- _Задание 1_: На каком языке вышли мемуары «Курсив мой», о которых говорится в рецензии?

- _Фрагмент документа_:
■ ■ ■ ■ ■
Роман Гуль - Рецензия на книгу Н.Берберовой «Курсив мой»
Обзор книги Роман Гуль - Рецензия на книгу Н.Берберовой «Курсив мой»
РОМАН ГУЛЬ (1896-1986)
РЕЦ.: N. BERBEROVA. THE ITALICS ARE MINE. TRANSLATED BY PHILIPPE RADLEY. HARCOURT, BRACE AND WORLD, INC. NEW YORK. 1969.
Новый журнал 1970,№99
Зарубежная писательница И. Берберова к своему 70-летию выпустила мемуары — «Курсив мой». Вышли они по-английски, но успеха не имели и после двух-трех отрицательных рецензий утонули в бездне неудачных книг. У издателей в Америке жестокий обычай: не принятую читателем книгу тут же пускают на макулатуру.
То, что эта книга не имела успеха у американцев — естественно, ибо этот очень неорганизованный, многословный, тяжеловесный и (надо отдать справедливость) скучнейший опус обращен совсем не к иностранцам. Он обращен больше всего к эмигрантскому обывателю. Поэтому на страницах русского журнала стоит все-таки разобрать эти весьма странные мемуары. В них, так сказать, три «ингредиента». Пространные, очень часто совершенно невежественные «мысли вслух», т. е. рассуждения на всевозможные темы: аграрный вопрос, революция, война, русская интеллигенция, Европа, Америка, христианство, масонство и пр. Причем все «рассуждения»
высказываются с невероятным апломбом, что только подчеркивает отсутствие всякого такта у автора. Второй «ингредиент» сего опуса — в невероятной дозе поданные сплетни и сведения счетов с неугодными автору лицами, причем автор не стесняется никаких вымыслов. И третий «ингредиент» — неисчислимое количество фактических ошибок,
обнаруживающих, что автор писал свои «мемуары» с исключительной отвагой, с совершенным какпопальством, путая имена, даты, факты. Интересно, что эти качества книги заметили даже американцы. В одной из очень немногих рецензий известная писательница Патриция Блэйк («Нью-Йорк Тайме», 25 мая 1969) писала: «В книге… много вызывающего раздражение… Сноски дают иногда дельную информацию, но чаще они
использованы, чтобы… свести мелкие счеты, припомнить обиды и высказать эксцентрические оценки… Отсутствие литературных суждений и обильность сплетен (которых автор — неутомимый собиратель) уменьшают ценность книги».
■ ■ ■ ■ ■
- _Представленный материал_:
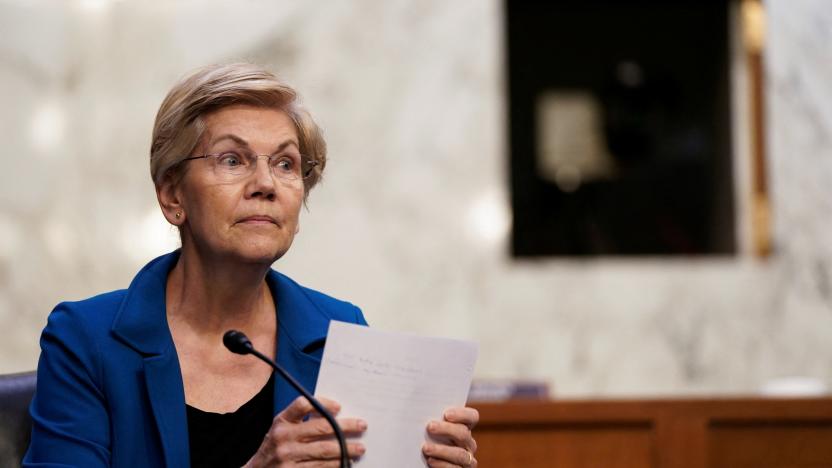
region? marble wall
[0,0,832,397]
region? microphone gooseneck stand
[222,330,351,468]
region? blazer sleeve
[23,303,110,468]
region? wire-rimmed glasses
[182,149,318,182]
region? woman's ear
[156,173,186,227]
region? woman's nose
[248,156,277,200]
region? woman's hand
[245,397,367,468]
[422,408,480,468]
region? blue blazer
[23,251,366,468]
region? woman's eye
[217,153,243,167]
[275,158,295,172]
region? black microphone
[222,330,351,468]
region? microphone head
[222,330,254,354]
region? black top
[186,374,274,468]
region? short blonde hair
[150,63,326,198]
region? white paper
[315,321,478,468]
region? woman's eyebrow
[211,133,299,154]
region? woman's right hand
[244,396,367,468]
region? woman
[24,64,478,467]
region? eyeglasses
[182,149,318,182]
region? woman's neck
[166,246,274,335]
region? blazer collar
[112,250,330,355]
[112,250,179,355]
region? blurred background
[0,0,832,397]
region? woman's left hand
[422,407,480,468]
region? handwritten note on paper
[315,321,478,468]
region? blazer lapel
[144,353,190,467]
[266,270,330,414]
[112,251,190,467]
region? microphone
[222,330,351,468]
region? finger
[442,407,480,429]
[428,421,477,452]
[297,418,367,440]
[427,458,468,468]
[422,442,477,467]
[277,396,341,423]
[294,441,367,461]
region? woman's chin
[234,241,289,265]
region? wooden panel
[472,398,832,468]
[475,425,653,468]
[708,421,832,468]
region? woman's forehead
[203,105,298,148]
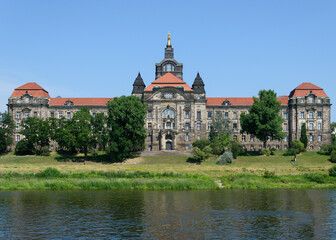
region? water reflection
[0,190,336,239]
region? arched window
[162,109,175,118]
[163,63,175,72]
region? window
[309,123,314,130]
[163,63,175,72]
[162,109,175,118]
[233,123,238,131]
[309,134,314,142]
[186,111,190,119]
[224,112,229,119]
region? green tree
[0,112,14,153]
[67,107,96,160]
[210,131,231,155]
[21,117,50,155]
[106,96,147,161]
[92,113,108,150]
[240,90,285,148]
[300,123,308,149]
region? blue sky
[0,0,336,121]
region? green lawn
[0,152,336,189]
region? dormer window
[163,63,175,72]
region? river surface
[0,190,336,239]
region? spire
[167,33,171,47]
[165,33,174,58]
[192,72,205,94]
[132,72,146,94]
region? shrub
[216,151,233,164]
[192,139,210,150]
[283,148,296,156]
[305,173,327,183]
[329,165,336,177]
[291,140,306,154]
[14,139,35,155]
[231,141,245,159]
[36,167,62,178]
[261,148,271,156]
[264,170,275,178]
[330,151,336,163]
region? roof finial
[167,33,171,47]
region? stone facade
[8,36,331,151]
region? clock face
[164,93,173,98]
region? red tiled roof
[145,73,192,92]
[49,98,113,106]
[289,82,328,98]
[206,96,288,106]
[11,82,50,98]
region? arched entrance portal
[165,134,173,150]
[166,141,173,150]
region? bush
[231,141,245,159]
[216,151,233,164]
[192,139,210,150]
[290,140,306,154]
[14,139,35,155]
[330,151,336,163]
[283,148,296,156]
[264,170,275,178]
[305,173,328,183]
[329,165,336,177]
[261,148,271,156]
[36,167,62,178]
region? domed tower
[155,33,183,80]
[132,72,146,97]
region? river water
[0,190,336,239]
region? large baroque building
[8,35,331,151]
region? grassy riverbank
[0,152,336,190]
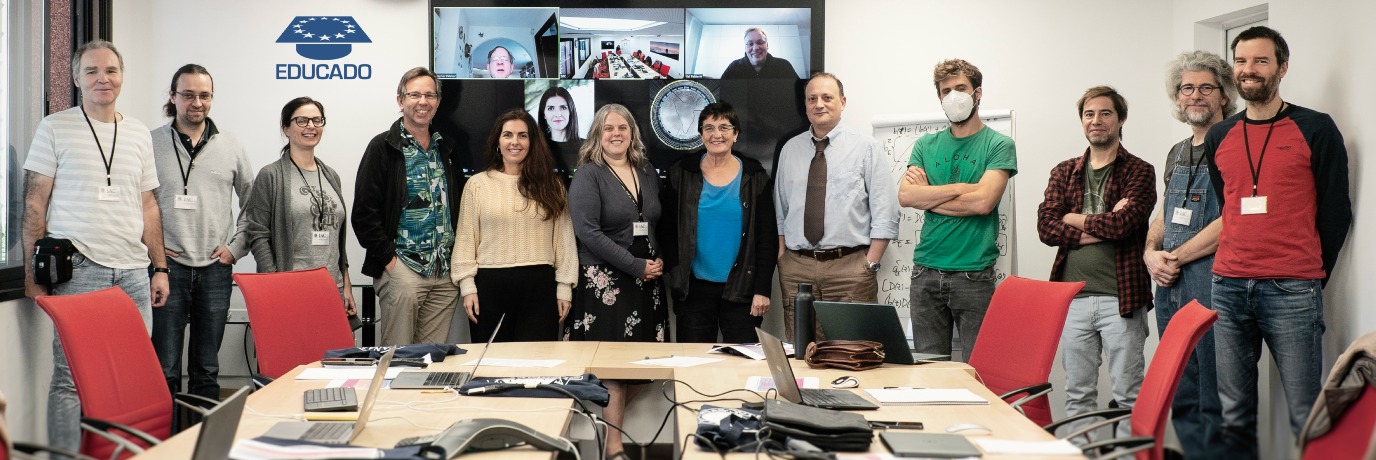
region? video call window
[432,7,560,79]
[559,8,684,80]
[682,8,812,80]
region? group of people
[23,28,1351,457]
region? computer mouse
[947,423,993,434]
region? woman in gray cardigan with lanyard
[241,96,356,317]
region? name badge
[1171,208,1194,226]
[172,194,201,211]
[1243,197,1266,216]
[96,186,120,201]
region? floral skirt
[564,264,669,342]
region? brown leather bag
[804,340,883,370]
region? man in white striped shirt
[23,40,168,450]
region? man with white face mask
[899,59,1018,357]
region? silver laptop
[391,313,506,390]
[812,300,952,364]
[263,347,396,443]
[191,387,252,460]
[755,328,879,410]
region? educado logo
[275,17,373,80]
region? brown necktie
[802,138,831,249]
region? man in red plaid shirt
[1036,87,1156,435]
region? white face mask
[941,91,974,123]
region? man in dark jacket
[352,67,464,344]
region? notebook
[812,300,952,364]
[755,328,879,410]
[263,347,396,443]
[391,313,506,390]
[879,431,984,459]
[191,387,252,460]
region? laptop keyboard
[301,421,354,443]
[425,372,465,387]
[304,387,358,412]
[798,390,846,406]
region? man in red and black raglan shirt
[1204,26,1353,459]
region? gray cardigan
[568,161,663,278]
[153,118,253,267]
[239,153,348,273]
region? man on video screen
[721,28,798,80]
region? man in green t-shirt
[899,59,1018,357]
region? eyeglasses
[1176,84,1218,96]
[406,91,439,101]
[292,117,325,128]
[176,91,215,102]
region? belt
[788,245,870,262]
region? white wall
[0,0,1376,457]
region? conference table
[139,342,1073,459]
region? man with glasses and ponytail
[352,67,464,346]
[153,63,253,410]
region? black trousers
[472,266,559,343]
[674,277,764,343]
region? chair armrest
[1080,437,1156,460]
[1042,409,1132,439]
[999,381,1051,415]
[14,442,95,460]
[81,417,161,457]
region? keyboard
[303,387,358,412]
[301,421,354,443]
[798,388,846,406]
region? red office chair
[1299,332,1376,460]
[37,288,217,459]
[234,267,354,379]
[1040,300,1218,460]
[969,275,1084,426]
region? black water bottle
[793,282,813,359]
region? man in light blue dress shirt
[775,73,899,340]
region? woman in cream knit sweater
[450,109,578,342]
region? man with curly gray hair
[1142,51,1237,459]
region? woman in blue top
[659,102,779,343]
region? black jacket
[351,118,465,278]
[659,151,779,303]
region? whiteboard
[872,110,1017,340]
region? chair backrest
[234,267,354,379]
[967,275,1084,426]
[1131,300,1218,460]
[37,288,172,459]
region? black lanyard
[168,125,198,194]
[1243,101,1285,197]
[1175,136,1204,208]
[288,153,325,230]
[81,106,120,186]
[607,158,645,222]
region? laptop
[755,328,879,410]
[391,313,506,390]
[812,300,946,364]
[263,347,396,445]
[191,387,252,460]
[879,431,984,459]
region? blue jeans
[48,253,153,450]
[1061,296,1148,442]
[908,264,995,361]
[153,258,234,399]
[1214,275,1324,459]
[1156,256,1226,459]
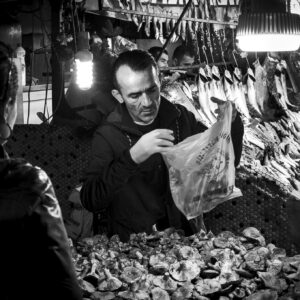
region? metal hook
[202,45,208,65]
[218,32,227,70]
[196,32,201,64]
[245,56,250,68]
[232,49,239,67]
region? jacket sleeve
[28,169,82,300]
[179,105,244,167]
[80,131,138,212]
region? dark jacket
[81,98,243,240]
[0,147,82,300]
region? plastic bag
[163,101,242,220]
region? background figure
[148,47,169,69]
[0,42,82,300]
[172,45,195,67]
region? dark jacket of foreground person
[0,146,82,300]
[81,98,244,241]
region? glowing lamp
[75,32,94,90]
[237,0,300,52]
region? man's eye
[149,87,156,93]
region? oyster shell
[169,260,200,281]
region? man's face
[176,55,195,67]
[116,65,160,125]
[157,53,169,68]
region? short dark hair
[172,45,195,61]
[113,50,158,89]
[148,46,169,61]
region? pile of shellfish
[72,227,300,300]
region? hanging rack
[157,0,193,60]
[232,49,239,67]
[86,7,237,27]
[159,61,233,72]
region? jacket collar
[106,97,180,136]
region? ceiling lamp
[75,31,93,90]
[237,0,300,52]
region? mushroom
[121,267,143,284]
[84,258,100,286]
[267,258,283,275]
[170,260,200,281]
[149,253,169,274]
[78,279,96,295]
[246,290,278,300]
[243,227,266,246]
[257,272,288,293]
[177,246,202,260]
[200,269,220,278]
[98,269,122,292]
[91,292,116,300]
[171,283,194,300]
[195,279,222,296]
[152,273,177,292]
[213,237,231,249]
[151,287,170,300]
[118,291,150,300]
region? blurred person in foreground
[81,50,243,241]
[148,46,169,69]
[0,42,82,300]
[172,45,195,67]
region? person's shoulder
[94,121,120,137]
[0,158,50,193]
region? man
[81,50,243,241]
[172,45,195,67]
[148,47,169,69]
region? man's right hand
[129,129,175,164]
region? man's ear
[111,89,124,103]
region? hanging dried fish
[178,20,186,41]
[204,0,210,20]
[213,6,225,31]
[166,10,172,36]
[233,67,251,123]
[193,5,200,34]
[187,3,196,41]
[130,0,139,26]
[157,6,165,45]
[145,0,151,37]
[152,6,159,40]
[198,68,217,126]
[135,0,145,31]
[198,0,206,19]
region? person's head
[172,45,195,67]
[0,42,18,143]
[148,47,169,68]
[112,50,160,125]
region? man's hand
[129,129,174,164]
[210,97,237,123]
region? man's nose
[142,93,152,106]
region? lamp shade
[237,12,300,52]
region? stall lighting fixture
[237,0,300,52]
[75,32,94,90]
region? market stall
[2,0,300,300]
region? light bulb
[75,49,94,90]
[237,33,300,52]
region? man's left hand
[210,97,237,123]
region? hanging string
[207,25,215,64]
[232,49,239,67]
[202,45,208,65]
[216,31,227,70]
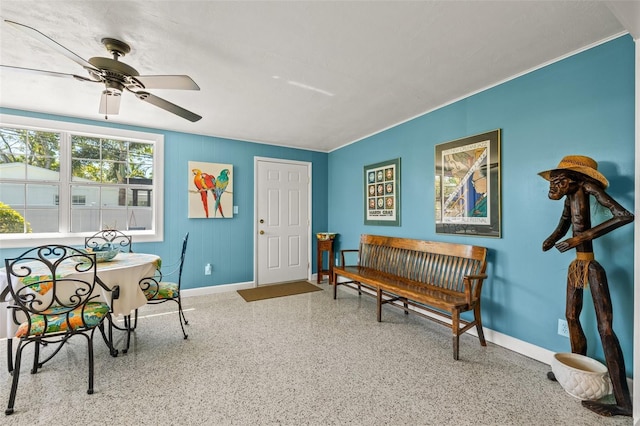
■ ■ ■ ■ ■
- _Задание 2_: Умножь на 2,15 каждое число в координатах рамок в записях между строкой, содержащей «region? mushroom», и строкой, содержащей «[111,89,124,103]», включительно, и округли до целых, половины вверх. Выведи заново только эти строки вместе с запросами.

- _Ответ 1_: По-английски.

- _Ответ 2_:
region? mushroom
[260,574,307,611]
[181,555,215,615]
[574,555,608,591]
[366,559,430,604]
[320,544,363,589]
[168,600,206,634]
[529,624,598,645]
[522,488,572,529]
[553,585,619,630]
[381,529,434,559]
[430,578,473,598]
[211,578,262,628]
[196,628,249,645]
[368,608,417,645]
[419,600,477,636]
[327,587,381,628]
[458,510,497,535]
[325,617,366,645]
[254,626,323,645]
region? blurred person in foreground
[174,108,522,518]
[318,99,363,148]
[0,90,176,645]
[370,97,419,144]
region? person's shoulder
[202,260,258,295]
[0,340,108,415]
region? man
[174,108,522,518]
[370,97,419,144]
[318,101,363,148]
region? man's right hand
[277,277,376,353]
region? man's ear
[239,191,267,221]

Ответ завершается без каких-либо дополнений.